What is Heat Treatment?
Heat treatment is a method that is frequently used in many industrial manufacturing pipelines. The process involves altering the characteristics of materials like metals or glass through heating. It can be implemented at low and high temperatures to change the ductility, hardness, or other properties of materials with various crystal structures.
Industrial Applications of Heat Treatment
During manufacturing, metals can be softened by heat treatment to increase formability, while parts of it may be made harder to increase strength. Also, heat treatment can be utilized to create a hard surface on relatively soft components to boost abrasion resistance.
In other applications, it is used to create corrosion-resistant skin to protect components from corrosion that would otherwise occur and help strengthen fragile products. This significantly increases a product's range of applications.
The development of alloying and heat treatment, as well as the subsequent heat treatment impacts on microstructural evolution and mechanical properties of aluminum (Al) containing Fe-Mn-C-Al steel, are introduced in an article published in Steel Research International Journal. Due to their lightweight construction and exceptional mechanical qualities, these have significant applications in the mining, transportation, and aviation industries as structural materials and components.

__WHAT YOU HAVE TO DO__:
Retype the heat treatment text in full, word for word.

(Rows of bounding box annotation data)
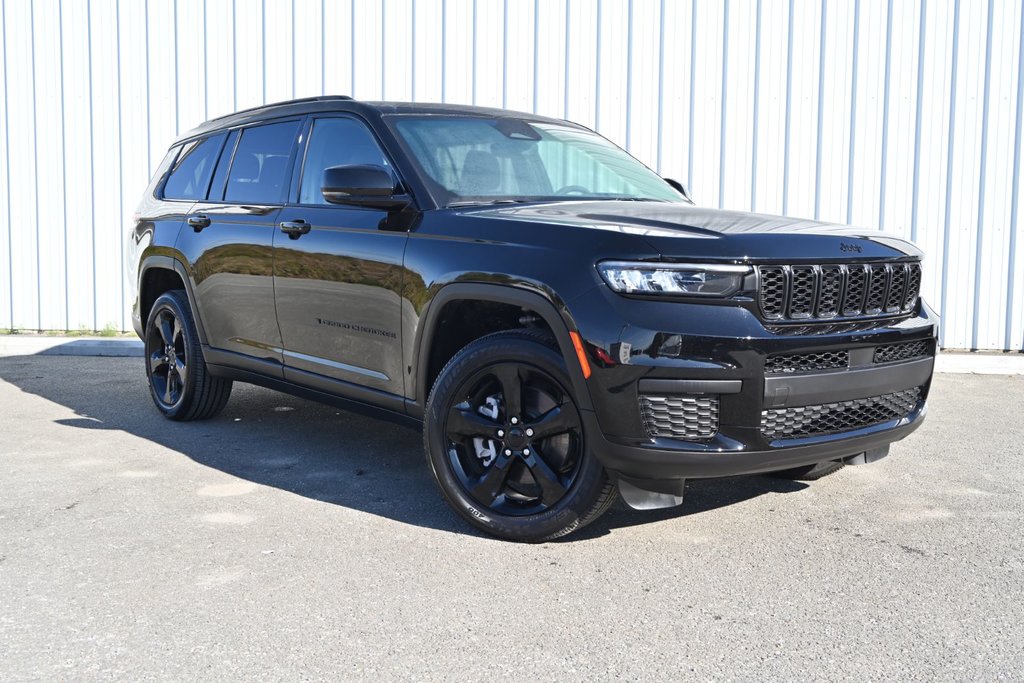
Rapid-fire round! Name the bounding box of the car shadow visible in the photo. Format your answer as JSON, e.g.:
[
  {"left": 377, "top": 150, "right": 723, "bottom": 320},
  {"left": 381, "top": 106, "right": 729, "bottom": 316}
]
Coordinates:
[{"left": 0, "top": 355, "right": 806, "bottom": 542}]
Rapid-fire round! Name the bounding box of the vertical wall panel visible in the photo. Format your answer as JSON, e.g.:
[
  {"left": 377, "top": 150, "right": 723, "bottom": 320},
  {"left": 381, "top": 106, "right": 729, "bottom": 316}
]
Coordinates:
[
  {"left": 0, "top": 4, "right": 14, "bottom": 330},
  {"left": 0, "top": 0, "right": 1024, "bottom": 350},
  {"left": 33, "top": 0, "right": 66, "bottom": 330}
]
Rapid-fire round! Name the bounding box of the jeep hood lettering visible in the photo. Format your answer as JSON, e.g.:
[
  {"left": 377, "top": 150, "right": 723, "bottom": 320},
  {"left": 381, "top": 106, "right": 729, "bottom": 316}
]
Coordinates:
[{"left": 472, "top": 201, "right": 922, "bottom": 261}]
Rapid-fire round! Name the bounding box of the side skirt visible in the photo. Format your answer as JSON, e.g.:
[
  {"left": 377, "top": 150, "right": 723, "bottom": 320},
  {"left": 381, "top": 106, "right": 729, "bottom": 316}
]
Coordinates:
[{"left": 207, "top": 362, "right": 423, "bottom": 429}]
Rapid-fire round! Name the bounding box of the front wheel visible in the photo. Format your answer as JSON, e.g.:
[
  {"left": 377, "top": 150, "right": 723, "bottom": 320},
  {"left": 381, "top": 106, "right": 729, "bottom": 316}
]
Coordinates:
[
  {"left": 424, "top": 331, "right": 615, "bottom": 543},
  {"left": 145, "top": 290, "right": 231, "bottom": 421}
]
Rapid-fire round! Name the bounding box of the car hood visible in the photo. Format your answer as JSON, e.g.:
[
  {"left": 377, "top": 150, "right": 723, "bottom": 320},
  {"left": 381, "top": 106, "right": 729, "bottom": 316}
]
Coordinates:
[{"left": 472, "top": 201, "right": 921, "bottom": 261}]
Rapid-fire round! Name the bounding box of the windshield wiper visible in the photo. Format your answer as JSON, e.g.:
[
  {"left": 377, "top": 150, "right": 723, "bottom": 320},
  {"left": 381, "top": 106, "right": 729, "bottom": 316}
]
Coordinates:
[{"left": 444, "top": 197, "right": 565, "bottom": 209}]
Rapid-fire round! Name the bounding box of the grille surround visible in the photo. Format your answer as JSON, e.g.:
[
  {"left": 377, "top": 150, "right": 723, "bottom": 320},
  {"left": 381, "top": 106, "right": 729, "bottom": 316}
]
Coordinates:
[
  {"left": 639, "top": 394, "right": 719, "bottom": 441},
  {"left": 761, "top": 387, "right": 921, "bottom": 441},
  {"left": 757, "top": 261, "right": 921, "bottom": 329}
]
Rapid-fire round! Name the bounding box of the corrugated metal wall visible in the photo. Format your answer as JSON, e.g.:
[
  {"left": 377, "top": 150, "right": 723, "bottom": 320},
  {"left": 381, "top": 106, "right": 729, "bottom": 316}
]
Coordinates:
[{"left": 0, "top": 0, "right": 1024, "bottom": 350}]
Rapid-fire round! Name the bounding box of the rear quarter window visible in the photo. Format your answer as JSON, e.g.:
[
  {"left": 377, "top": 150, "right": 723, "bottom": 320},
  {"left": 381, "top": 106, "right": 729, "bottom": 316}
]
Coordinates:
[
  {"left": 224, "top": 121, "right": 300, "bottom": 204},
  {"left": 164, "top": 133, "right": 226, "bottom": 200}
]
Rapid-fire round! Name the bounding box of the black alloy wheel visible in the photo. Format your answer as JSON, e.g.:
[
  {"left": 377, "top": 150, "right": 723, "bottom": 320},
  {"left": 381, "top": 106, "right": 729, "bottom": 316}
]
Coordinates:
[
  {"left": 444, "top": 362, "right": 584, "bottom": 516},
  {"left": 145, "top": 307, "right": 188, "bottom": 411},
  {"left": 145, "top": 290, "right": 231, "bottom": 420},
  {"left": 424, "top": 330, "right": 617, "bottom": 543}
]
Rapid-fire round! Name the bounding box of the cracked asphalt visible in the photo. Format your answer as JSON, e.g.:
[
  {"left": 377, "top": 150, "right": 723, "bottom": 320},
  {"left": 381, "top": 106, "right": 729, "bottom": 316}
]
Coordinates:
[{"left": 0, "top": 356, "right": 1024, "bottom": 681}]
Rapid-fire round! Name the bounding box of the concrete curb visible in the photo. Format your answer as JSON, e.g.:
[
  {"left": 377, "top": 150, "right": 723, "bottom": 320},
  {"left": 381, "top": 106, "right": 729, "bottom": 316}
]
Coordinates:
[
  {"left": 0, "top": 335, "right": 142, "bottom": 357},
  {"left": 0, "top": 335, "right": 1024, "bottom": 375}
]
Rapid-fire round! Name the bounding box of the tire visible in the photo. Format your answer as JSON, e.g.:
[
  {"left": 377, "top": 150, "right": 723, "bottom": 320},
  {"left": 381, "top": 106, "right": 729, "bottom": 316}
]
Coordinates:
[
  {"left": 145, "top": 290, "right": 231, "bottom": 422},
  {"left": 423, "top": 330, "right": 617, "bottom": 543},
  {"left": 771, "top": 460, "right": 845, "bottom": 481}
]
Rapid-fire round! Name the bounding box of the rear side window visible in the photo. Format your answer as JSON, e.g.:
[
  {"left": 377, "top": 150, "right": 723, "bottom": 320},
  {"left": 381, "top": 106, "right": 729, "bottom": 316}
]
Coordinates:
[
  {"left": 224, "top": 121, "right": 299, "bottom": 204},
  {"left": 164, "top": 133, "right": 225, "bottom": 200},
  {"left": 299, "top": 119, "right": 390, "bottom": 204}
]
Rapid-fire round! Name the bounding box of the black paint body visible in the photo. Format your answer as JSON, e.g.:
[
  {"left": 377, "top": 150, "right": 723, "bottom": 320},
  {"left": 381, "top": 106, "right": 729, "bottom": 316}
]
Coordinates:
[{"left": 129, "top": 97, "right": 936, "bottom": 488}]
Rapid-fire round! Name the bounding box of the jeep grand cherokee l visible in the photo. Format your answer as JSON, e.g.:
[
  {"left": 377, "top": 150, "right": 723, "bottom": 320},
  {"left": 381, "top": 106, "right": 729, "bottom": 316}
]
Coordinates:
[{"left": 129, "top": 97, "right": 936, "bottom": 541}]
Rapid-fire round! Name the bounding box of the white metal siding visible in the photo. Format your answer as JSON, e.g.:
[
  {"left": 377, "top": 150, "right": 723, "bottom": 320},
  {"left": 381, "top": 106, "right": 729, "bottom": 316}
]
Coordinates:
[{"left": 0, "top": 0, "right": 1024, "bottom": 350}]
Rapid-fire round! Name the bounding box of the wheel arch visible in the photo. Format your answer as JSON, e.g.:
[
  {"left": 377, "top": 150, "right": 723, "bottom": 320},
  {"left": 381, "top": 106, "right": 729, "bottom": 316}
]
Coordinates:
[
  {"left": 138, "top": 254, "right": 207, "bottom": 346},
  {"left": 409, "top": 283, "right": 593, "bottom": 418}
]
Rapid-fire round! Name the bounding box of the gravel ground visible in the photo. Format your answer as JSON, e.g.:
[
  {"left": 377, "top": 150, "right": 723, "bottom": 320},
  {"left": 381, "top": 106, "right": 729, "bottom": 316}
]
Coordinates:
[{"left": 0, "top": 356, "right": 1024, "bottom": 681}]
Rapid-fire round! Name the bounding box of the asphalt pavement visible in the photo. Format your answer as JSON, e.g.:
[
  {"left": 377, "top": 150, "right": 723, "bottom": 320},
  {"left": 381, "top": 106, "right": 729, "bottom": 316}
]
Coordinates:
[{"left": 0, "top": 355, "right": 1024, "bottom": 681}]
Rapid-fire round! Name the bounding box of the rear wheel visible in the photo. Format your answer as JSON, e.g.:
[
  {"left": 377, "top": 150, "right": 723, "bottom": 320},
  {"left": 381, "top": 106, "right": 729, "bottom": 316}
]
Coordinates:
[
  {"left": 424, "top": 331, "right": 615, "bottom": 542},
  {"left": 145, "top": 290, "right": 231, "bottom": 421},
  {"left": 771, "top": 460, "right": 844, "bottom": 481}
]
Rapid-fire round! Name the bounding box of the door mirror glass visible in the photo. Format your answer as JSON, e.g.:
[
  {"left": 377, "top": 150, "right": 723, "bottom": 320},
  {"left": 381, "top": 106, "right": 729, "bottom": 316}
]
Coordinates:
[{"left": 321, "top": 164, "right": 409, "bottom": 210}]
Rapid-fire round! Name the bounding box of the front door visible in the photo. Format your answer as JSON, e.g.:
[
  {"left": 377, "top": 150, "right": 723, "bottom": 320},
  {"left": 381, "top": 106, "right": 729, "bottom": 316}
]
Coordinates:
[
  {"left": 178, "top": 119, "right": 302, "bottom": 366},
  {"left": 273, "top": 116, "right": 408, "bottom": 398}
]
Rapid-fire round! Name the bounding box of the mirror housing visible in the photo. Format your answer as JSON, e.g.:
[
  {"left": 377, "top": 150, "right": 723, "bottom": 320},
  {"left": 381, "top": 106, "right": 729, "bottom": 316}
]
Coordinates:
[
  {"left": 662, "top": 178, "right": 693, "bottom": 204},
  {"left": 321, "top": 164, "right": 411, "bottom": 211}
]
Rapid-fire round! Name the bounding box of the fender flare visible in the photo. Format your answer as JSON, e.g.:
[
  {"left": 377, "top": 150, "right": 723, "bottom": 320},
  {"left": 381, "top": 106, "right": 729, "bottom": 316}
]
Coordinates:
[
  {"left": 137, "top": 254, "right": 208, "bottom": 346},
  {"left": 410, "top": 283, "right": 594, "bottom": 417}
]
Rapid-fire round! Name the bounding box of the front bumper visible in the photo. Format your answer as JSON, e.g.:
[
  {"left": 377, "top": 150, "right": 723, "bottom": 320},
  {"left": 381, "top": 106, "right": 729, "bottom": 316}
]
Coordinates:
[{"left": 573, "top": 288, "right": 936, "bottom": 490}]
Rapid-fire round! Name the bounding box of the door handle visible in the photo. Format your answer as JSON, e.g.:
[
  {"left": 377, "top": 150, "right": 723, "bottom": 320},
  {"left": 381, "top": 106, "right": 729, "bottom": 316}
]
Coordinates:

__SOLUTION TO THE PROBLEM__:
What is Heat Treatment?
Heat treatment is a method that is frequently used in many industrial manufacturing pipelines. The process involves altering the characteristics of materials like metals or glass through heating. It can be implemented at low and high temperatures to change the ductility, hardness, or other properties of materials with various crystal structures.
Industrial Applications of Heat Treatment
During manufacturing, metals can be softened by heat treatment to increase formability, while parts of it may be made harder to increase strength. Also, heat treatment can be utilized to create a hard surface on relatively soft components to boost abrasion resistance.
In other applications, it is used to create corrosion-resistant skin to protect components from corrosion that would otherwise occur and help strengthen fragile products. This significantly increases a product's range of applications.
The development of alloying and heat treatment, as well as the subsequent heat treatment impacts on microstructural evolution and mechanical properties of aluminum (Al) containing Fe-Mn-C-Al steel, are introduced in an article published in Steel Research International Journal. Due to their lightweight construction and exceptional mechanical qualities, these have significant applications in the mining, transportation, and aviation industries as structural materials and components.